- _Stated exercise_
Leaving out the pictures, retype all the material exactly.

- _Data for this exercise_
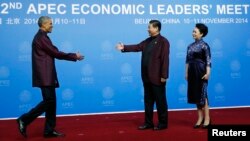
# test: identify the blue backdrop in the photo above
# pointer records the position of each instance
(107, 80)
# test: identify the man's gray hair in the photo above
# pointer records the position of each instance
(42, 19)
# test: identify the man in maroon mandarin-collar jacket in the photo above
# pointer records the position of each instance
(154, 72)
(44, 76)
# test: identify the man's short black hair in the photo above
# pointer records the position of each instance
(202, 28)
(156, 23)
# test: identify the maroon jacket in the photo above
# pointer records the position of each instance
(43, 61)
(158, 66)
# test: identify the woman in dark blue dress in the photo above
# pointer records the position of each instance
(198, 64)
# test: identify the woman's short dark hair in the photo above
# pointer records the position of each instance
(202, 28)
(42, 20)
(156, 23)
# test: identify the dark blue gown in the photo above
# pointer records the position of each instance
(198, 58)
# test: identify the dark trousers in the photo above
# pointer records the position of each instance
(48, 105)
(155, 94)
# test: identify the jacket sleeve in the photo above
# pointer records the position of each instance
(50, 49)
(134, 48)
(165, 59)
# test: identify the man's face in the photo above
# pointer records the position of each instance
(196, 34)
(152, 31)
(47, 26)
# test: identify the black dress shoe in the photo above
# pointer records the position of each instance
(206, 126)
(144, 127)
(198, 125)
(53, 134)
(21, 127)
(157, 128)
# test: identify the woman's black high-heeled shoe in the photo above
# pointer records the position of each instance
(198, 125)
(206, 126)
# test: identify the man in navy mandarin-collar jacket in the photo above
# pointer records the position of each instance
(44, 76)
(154, 72)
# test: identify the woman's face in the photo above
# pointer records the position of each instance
(196, 34)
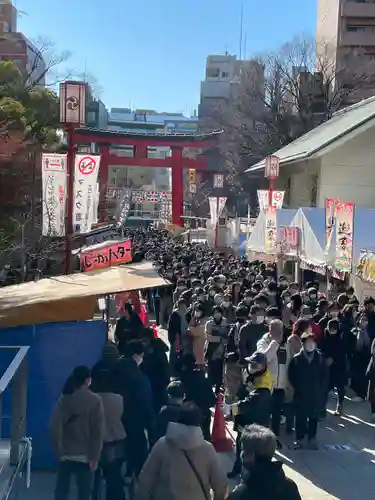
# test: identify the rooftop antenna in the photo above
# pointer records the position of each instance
(241, 30)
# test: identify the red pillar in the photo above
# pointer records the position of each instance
(103, 181)
(177, 187)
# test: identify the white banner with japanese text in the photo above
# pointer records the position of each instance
(271, 236)
(86, 168)
(54, 182)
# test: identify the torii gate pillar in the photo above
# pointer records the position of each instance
(177, 187)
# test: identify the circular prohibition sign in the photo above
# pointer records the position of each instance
(87, 165)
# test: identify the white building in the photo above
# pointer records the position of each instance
(335, 160)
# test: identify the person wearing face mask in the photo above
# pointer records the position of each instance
(333, 312)
(334, 352)
(255, 406)
(233, 365)
(263, 476)
(196, 331)
(138, 416)
(216, 332)
(308, 376)
(360, 358)
(229, 310)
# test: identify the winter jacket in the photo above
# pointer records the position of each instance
(168, 475)
(278, 359)
(309, 381)
(77, 426)
(250, 334)
(266, 481)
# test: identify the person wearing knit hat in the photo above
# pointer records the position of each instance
(308, 376)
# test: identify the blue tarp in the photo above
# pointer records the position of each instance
(55, 350)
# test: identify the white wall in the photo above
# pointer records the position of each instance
(348, 172)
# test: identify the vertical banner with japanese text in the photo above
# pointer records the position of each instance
(330, 218)
(123, 206)
(271, 236)
(86, 168)
(54, 182)
(344, 236)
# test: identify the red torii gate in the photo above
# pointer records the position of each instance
(140, 142)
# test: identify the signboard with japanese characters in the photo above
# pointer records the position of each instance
(330, 218)
(272, 167)
(123, 206)
(218, 181)
(111, 255)
(73, 103)
(344, 236)
(54, 182)
(271, 236)
(86, 170)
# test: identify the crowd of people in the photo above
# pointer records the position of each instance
(274, 347)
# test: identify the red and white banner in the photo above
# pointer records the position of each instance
(111, 255)
(86, 168)
(271, 236)
(330, 219)
(344, 236)
(288, 239)
(54, 185)
(263, 199)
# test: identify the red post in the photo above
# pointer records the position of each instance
(217, 224)
(177, 187)
(103, 181)
(70, 200)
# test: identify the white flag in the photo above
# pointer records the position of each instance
(213, 201)
(54, 182)
(86, 168)
(263, 199)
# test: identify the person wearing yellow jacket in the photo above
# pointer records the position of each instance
(255, 408)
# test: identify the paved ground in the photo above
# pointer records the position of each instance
(343, 468)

- _Written solution_
# test: identify the blue backdrop in the photo above
# pointer records the position of each instance
(107, 80)
# test: identify the man's gray hair in the photo above
# pointer records the position of each instance
(42, 19)
# test: identify the man in maroon mandarin-collar jacket in the photo above
# pointer records the position of each instance
(154, 72)
(44, 76)
# test: identify the man's short black hair in the photo above
# pointer records the position of each instance
(202, 28)
(156, 23)
# test: identify the maroon jacket in the photo above
# pointer records the position of each instance
(43, 61)
(158, 66)
# test: identify the woman in dark blue dress in the photo above
# pointer records the position of each instance
(198, 64)
# test: identify the woman's short dark hair in the photo above
# pointer records the position of each instance
(202, 28)
(42, 20)
(156, 23)
# test: identify the dark blue gown in the photo above
# pointer records the position of each instance
(198, 58)
# test: identify the dark trousers in the photo above
# pointer records the position of each instance
(48, 105)
(155, 94)
# test: identify the jacket sleeve in the photo above
# pointer records the position of each instance
(50, 49)
(134, 48)
(165, 59)
# test: identify the man's face in the photo above
# pointer records the position of each instance
(196, 34)
(152, 31)
(47, 26)
# test: identify the black dress shoe in the photo above
# pointer records the position of each instance
(206, 126)
(144, 127)
(198, 125)
(53, 134)
(21, 127)
(157, 128)
# test: identify the woman's black high-heeled shoe in the photo above
# pointer records the position of each instance
(198, 125)
(206, 126)
# test: identify the man in navy mandarin-collar jacket in the photo above
# pointer records the position of each instance
(44, 76)
(154, 72)
# test: identify the woman's face in the photo above
# pointer records the position of each instance
(196, 34)
# test: identify the rooftop antenna in the photo above
# pointer records the position of each instance
(241, 30)
# test: identify the red pillar in the photo above
# pointer records the position of each instance
(103, 181)
(177, 187)
# test: identify the white banner with japanese text in the photo above
# pointer records the position of each instance
(271, 236)
(86, 168)
(54, 182)
# test: identify the torii gate pillar in the photo above
# pointer records the position of each instance
(177, 187)
# test: identify the circular prohibition sign in the photo above
# pointer records the position of each instance
(87, 165)
# test: identify the white building in the photo above
# pointer records the position of each instance
(335, 160)
# test: identify the person wearing face mask in the photo above
# pointer records the position of each instance
(333, 312)
(334, 352)
(255, 406)
(233, 365)
(263, 476)
(196, 331)
(138, 416)
(216, 332)
(308, 376)
(360, 358)
(229, 310)
# test: identify the winter jacket in the photo above
# pointer records the position of each instance
(168, 475)
(278, 359)
(309, 381)
(77, 426)
(250, 334)
(266, 481)
# test: identify the person wearing knit hat in the photo above
# pointer records the position of each instance
(308, 376)
# test: identify the blue tarp in the photo above
# pointer records the position of each instance
(55, 350)
# test: identify the white wall in the photo above
# pointer records the position of each instance
(348, 172)
# test: identify the vertical banner with japanese text in the photo above
# pointer records the position of each instance
(330, 218)
(123, 206)
(271, 236)
(86, 168)
(54, 182)
(344, 236)
# test: identify the red torii gate in the photo above
# pointer records the position of each instance
(140, 142)
# test: identify the signboard with japanese characters in the photo above
# pointer records the position of each instance
(330, 218)
(272, 167)
(123, 206)
(218, 181)
(111, 255)
(73, 103)
(344, 236)
(54, 182)
(271, 236)
(86, 170)
# test: identify the crowd of people in the photo above
# pointer records the position of each instance
(274, 347)
# test: identify the red and white banner in the photo above
# pointer records the position of each instance
(111, 255)
(86, 168)
(271, 236)
(330, 219)
(344, 236)
(288, 239)
(54, 185)
(263, 199)
# test: identify the red post in the photo above
# pointer records the position of each instance
(217, 224)
(177, 187)
(103, 181)
(70, 200)
# test: identify the white flag in the photo above
# pointer records the position of each instance
(213, 201)
(54, 182)
(86, 168)
(263, 199)
# test: identify the person wearing yellow jacket in the photo above
# pointer records the position of each instance
(255, 408)
# test: identify the paved ground in the photo above
# pointer records the position of each instance
(343, 468)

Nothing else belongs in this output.